=== Items ===

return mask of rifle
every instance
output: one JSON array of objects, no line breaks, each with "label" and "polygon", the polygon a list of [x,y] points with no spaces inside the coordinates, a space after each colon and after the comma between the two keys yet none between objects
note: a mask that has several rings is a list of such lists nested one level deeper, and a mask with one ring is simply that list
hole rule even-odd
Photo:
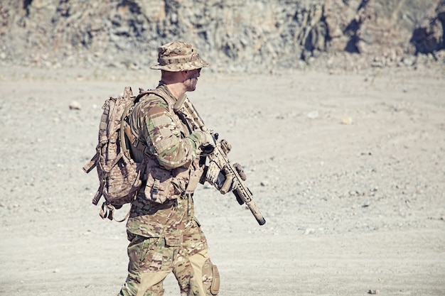
[{"label": "rifle", "polygon": [[[198,128],[206,133],[210,132],[195,106],[188,101],[185,94],[178,99],[174,109],[176,112],[182,114],[186,121],[192,126],[192,128]],[[218,133],[213,133],[212,135],[215,140],[218,140]],[[254,202],[252,192],[244,182],[246,180],[245,174],[239,164],[232,164],[229,160],[227,153],[231,148],[230,144],[225,140],[222,140],[217,143],[213,150],[203,151],[203,154],[207,158],[207,164],[200,182],[204,184],[205,181],[208,182],[222,194],[232,191],[238,203],[240,205],[244,204],[247,206],[258,224],[264,225],[266,220]]]}]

===

> [Task objective]:
Turn the lines above into a numbered list, skipping any blank lines and leaving the pictures out.

> [Finished task]:
1. return mask of rifle
2. every instance
3. output: one JSON array of objects, no line breaks, each with "label" and "polygon", the polygon a list of [x,y] points with no spaces inside the coordinates, a space after each colon and after the comma between the two keys yet none between objects
4. note: a mask that has several rings is a list of such lists nested one level deeper, and a mask with one ring is simply that list
5. hole rule even-odd
6. Photo:
7. [{"label": "rifle", "polygon": [[[198,128],[206,133],[210,132],[195,106],[188,101],[185,94],[178,99],[174,109],[176,112],[182,114],[186,121],[192,126],[192,128]],[[218,133],[213,133],[212,135],[215,140],[218,140]],[[254,202],[252,192],[244,182],[246,180],[245,174],[239,164],[232,164],[229,160],[227,153],[231,148],[230,144],[225,140],[222,140],[217,143],[213,150],[203,151],[203,154],[207,158],[207,164],[200,182],[204,184],[205,181],[208,182],[222,194],[232,191],[238,203],[240,205],[244,204],[247,206],[258,224],[264,225],[266,220]]]}]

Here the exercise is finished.